Record excerpts ::
--- BEGIN ---

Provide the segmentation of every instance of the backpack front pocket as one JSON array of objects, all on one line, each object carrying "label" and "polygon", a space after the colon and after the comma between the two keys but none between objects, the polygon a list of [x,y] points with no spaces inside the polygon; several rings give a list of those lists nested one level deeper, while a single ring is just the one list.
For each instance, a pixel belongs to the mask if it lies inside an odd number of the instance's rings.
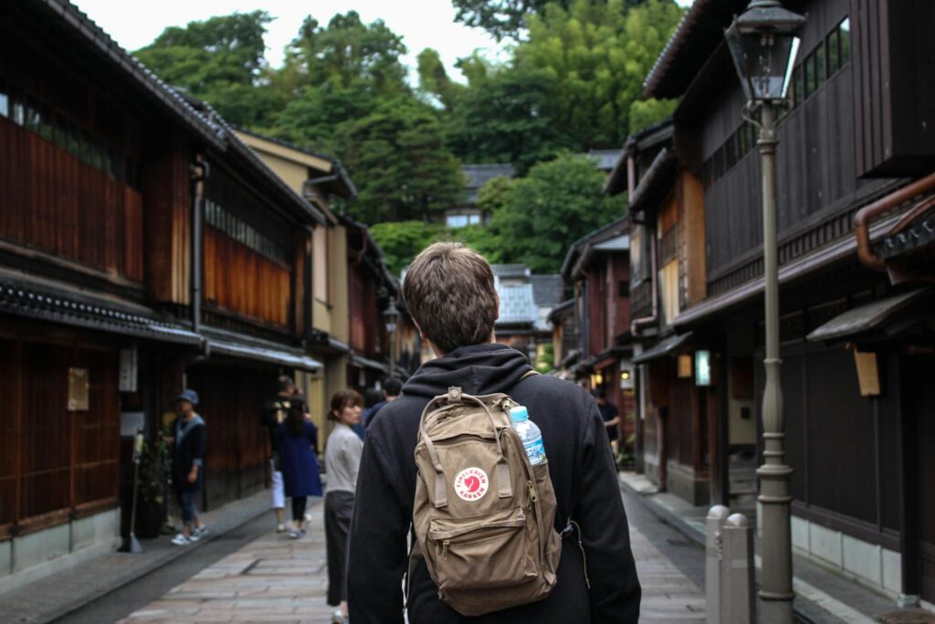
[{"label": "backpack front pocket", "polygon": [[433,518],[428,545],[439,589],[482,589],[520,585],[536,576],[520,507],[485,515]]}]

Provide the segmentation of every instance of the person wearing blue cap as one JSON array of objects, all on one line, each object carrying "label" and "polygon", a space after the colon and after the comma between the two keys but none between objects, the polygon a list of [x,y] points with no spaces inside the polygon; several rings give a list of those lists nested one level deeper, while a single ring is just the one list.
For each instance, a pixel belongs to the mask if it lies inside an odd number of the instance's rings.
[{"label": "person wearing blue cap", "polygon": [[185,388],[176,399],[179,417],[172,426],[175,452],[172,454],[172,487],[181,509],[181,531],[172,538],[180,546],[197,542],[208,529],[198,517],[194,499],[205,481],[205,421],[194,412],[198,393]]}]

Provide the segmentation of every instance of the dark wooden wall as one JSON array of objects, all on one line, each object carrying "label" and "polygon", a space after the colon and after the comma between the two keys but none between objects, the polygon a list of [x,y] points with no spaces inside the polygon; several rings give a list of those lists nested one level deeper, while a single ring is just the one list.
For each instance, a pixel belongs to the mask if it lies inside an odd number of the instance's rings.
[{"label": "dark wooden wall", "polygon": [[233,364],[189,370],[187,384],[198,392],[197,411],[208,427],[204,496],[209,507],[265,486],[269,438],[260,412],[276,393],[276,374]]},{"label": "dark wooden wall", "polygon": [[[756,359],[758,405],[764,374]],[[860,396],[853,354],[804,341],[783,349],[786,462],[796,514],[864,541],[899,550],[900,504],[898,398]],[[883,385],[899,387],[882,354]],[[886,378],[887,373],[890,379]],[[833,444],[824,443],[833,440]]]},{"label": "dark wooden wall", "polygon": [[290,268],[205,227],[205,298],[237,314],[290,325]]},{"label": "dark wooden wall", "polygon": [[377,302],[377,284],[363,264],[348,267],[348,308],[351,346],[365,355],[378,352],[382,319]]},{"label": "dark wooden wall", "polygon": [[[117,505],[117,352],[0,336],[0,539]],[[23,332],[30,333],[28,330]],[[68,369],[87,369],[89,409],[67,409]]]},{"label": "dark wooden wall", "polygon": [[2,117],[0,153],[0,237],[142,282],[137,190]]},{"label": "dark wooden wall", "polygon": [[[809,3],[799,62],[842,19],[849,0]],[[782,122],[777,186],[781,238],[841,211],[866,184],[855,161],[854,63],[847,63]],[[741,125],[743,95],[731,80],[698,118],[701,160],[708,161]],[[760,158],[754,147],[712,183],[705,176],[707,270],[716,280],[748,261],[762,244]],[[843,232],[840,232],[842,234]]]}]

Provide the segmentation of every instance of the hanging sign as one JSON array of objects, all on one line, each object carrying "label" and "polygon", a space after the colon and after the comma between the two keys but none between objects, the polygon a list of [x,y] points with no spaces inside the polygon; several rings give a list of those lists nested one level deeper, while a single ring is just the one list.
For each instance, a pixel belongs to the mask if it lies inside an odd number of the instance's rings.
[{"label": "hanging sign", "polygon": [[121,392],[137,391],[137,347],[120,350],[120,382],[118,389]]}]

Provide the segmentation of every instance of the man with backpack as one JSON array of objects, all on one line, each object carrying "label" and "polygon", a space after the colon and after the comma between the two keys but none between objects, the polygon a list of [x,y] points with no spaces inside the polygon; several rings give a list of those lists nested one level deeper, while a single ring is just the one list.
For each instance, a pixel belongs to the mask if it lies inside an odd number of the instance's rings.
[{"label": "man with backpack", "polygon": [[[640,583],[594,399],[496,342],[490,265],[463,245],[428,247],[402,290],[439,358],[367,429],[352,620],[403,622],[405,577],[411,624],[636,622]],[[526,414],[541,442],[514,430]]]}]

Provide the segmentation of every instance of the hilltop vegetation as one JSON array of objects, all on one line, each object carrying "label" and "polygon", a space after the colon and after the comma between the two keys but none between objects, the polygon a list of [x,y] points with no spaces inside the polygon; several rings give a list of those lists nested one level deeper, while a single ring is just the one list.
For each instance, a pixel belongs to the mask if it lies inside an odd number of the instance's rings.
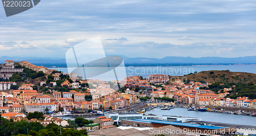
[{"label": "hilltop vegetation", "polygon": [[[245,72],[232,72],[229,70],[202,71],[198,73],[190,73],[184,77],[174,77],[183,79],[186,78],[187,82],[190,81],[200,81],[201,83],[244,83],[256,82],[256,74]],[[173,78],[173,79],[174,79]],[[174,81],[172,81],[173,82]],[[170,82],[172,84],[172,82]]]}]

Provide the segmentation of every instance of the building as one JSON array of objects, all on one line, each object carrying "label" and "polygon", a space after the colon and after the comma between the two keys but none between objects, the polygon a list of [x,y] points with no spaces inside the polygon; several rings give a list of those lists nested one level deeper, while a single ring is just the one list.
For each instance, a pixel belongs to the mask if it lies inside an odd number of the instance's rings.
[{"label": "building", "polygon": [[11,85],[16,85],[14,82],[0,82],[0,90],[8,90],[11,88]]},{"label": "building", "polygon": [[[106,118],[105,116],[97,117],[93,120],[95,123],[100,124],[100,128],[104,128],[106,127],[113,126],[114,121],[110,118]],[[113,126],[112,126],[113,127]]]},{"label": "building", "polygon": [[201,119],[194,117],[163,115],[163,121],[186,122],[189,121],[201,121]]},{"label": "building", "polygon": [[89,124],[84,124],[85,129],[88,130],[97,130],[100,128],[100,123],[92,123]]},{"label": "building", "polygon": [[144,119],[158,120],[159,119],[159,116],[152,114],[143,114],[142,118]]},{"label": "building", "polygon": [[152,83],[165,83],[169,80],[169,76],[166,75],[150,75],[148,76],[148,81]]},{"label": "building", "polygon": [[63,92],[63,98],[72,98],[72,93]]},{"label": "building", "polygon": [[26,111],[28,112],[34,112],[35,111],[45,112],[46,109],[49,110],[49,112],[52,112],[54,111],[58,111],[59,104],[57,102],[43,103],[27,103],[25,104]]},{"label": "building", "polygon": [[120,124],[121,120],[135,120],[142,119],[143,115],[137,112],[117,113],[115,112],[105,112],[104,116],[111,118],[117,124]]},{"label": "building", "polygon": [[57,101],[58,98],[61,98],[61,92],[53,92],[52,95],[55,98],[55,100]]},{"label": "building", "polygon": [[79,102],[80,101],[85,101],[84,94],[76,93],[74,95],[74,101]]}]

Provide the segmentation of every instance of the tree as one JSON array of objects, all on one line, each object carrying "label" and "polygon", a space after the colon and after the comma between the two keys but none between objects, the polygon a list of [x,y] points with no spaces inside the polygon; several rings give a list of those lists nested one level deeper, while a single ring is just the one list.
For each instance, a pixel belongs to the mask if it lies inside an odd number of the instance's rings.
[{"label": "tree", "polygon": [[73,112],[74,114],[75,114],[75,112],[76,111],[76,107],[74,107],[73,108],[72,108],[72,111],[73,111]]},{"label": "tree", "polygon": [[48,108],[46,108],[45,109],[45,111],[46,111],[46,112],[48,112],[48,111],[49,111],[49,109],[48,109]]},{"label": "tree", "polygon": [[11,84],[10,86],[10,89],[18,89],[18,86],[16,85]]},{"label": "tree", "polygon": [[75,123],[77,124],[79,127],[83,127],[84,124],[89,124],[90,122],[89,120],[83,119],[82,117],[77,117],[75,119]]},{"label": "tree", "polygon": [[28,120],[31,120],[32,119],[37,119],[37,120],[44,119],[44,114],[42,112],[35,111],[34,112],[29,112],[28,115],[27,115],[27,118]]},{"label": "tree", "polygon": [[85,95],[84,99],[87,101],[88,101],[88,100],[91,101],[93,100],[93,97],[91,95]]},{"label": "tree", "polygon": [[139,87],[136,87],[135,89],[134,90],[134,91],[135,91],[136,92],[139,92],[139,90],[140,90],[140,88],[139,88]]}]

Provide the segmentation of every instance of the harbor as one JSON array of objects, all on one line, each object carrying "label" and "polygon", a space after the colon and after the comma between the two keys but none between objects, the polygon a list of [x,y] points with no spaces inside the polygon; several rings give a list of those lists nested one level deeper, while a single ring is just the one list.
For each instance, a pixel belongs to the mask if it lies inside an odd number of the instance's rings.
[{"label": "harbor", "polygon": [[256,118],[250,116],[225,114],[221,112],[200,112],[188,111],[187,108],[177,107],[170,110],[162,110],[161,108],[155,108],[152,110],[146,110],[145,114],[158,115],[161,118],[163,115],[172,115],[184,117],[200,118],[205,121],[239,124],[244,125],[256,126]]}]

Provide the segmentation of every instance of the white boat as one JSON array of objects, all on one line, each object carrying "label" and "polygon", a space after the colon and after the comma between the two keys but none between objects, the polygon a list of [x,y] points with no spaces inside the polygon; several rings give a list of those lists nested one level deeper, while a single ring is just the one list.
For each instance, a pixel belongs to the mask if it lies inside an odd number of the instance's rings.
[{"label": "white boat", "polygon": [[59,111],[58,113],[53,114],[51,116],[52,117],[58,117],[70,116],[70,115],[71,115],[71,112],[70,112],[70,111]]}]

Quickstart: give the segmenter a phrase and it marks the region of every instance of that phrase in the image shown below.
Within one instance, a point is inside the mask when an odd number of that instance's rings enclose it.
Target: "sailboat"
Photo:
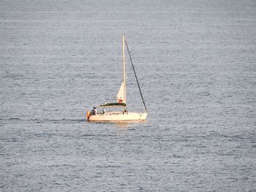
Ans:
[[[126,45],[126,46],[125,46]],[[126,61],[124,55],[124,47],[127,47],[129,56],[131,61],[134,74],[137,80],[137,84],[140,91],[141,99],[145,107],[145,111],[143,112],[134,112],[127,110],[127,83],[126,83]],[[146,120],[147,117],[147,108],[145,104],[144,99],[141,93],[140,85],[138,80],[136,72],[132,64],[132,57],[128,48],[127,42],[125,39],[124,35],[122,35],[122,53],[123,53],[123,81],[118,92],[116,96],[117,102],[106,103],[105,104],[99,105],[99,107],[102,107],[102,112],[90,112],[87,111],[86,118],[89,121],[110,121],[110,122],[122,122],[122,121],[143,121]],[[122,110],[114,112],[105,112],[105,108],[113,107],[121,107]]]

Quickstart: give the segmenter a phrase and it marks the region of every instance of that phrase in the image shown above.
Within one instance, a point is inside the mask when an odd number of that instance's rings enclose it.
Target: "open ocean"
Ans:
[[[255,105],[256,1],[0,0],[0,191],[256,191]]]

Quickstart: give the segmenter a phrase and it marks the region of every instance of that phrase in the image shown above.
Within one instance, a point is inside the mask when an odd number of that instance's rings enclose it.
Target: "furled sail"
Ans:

--- END ---
--- BEGIN ---

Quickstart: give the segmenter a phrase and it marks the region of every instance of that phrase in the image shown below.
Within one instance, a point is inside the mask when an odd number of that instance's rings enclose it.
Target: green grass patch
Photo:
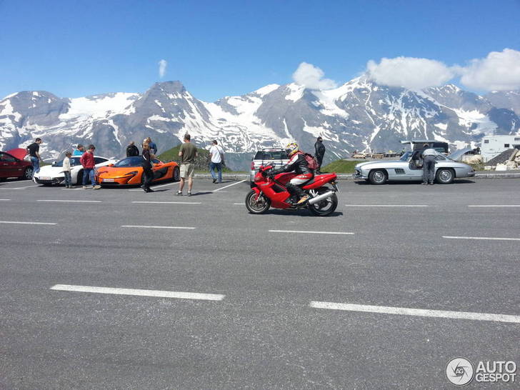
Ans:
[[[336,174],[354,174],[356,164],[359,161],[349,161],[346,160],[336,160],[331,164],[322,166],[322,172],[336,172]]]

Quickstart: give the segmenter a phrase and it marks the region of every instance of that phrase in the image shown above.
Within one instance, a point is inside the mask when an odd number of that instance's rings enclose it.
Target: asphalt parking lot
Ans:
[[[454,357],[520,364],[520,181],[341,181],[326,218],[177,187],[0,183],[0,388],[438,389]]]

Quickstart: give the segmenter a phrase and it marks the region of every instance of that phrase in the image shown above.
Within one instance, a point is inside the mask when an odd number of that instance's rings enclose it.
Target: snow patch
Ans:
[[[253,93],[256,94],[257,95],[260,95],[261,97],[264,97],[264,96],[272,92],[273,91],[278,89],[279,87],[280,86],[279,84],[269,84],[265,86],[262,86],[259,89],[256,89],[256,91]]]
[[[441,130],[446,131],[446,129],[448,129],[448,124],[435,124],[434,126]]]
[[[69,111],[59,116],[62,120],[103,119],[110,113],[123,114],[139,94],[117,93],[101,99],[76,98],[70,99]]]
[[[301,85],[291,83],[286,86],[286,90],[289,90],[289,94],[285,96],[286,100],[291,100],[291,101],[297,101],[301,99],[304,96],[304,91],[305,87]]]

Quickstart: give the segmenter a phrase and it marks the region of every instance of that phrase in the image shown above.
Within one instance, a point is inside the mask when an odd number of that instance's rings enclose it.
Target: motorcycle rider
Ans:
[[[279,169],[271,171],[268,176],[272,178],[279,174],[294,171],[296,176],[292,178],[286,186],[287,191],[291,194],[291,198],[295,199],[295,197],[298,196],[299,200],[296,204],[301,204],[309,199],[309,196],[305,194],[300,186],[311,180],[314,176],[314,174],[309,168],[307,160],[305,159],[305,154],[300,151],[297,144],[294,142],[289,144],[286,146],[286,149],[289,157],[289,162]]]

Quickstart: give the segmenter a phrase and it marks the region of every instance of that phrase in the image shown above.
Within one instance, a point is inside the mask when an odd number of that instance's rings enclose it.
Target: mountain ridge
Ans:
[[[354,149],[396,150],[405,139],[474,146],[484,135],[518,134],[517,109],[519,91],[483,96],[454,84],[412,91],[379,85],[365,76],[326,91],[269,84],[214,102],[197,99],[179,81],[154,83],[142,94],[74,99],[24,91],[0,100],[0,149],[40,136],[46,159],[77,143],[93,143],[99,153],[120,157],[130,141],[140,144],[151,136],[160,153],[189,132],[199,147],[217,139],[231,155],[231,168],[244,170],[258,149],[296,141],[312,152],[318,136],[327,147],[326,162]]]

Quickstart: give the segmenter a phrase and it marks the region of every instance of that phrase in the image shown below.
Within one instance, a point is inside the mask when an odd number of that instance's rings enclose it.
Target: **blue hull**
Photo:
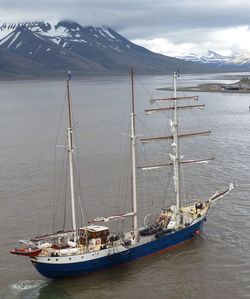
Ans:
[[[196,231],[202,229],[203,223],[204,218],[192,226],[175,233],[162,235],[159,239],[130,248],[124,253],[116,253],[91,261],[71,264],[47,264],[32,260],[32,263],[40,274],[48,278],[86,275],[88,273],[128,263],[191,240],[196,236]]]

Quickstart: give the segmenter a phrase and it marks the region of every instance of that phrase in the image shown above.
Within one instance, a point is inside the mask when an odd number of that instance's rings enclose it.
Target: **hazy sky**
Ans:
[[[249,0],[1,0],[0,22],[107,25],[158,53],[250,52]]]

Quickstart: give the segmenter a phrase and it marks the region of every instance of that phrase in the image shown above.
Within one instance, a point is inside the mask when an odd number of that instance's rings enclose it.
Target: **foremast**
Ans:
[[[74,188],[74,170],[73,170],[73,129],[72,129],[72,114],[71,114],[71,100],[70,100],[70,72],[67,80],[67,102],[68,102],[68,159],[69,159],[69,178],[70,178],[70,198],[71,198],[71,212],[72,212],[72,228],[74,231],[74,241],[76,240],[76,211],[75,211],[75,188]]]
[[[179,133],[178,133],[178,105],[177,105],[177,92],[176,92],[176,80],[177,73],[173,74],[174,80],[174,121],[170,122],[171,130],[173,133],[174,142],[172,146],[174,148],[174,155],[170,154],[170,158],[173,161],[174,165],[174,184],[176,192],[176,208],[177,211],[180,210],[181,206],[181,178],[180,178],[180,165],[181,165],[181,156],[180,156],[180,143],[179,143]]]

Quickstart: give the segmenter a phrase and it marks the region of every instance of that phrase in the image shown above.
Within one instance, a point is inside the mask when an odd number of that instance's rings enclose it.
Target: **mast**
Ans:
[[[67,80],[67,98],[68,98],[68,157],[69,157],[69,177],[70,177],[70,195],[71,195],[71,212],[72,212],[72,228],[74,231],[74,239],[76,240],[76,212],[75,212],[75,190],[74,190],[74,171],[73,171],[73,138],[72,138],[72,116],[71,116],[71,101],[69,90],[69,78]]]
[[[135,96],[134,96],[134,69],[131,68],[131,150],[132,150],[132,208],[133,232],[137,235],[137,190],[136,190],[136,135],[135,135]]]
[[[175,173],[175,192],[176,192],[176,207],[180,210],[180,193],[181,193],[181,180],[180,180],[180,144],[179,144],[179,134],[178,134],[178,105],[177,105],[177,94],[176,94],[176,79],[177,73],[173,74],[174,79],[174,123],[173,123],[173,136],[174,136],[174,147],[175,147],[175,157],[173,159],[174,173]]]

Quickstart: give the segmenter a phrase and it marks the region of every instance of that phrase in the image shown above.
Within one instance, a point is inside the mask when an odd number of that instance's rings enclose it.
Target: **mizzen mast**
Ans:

--- END ---

Your task ::
Count the lines in the listing that contain the word "wearing" and give only that number.

Full output ::
2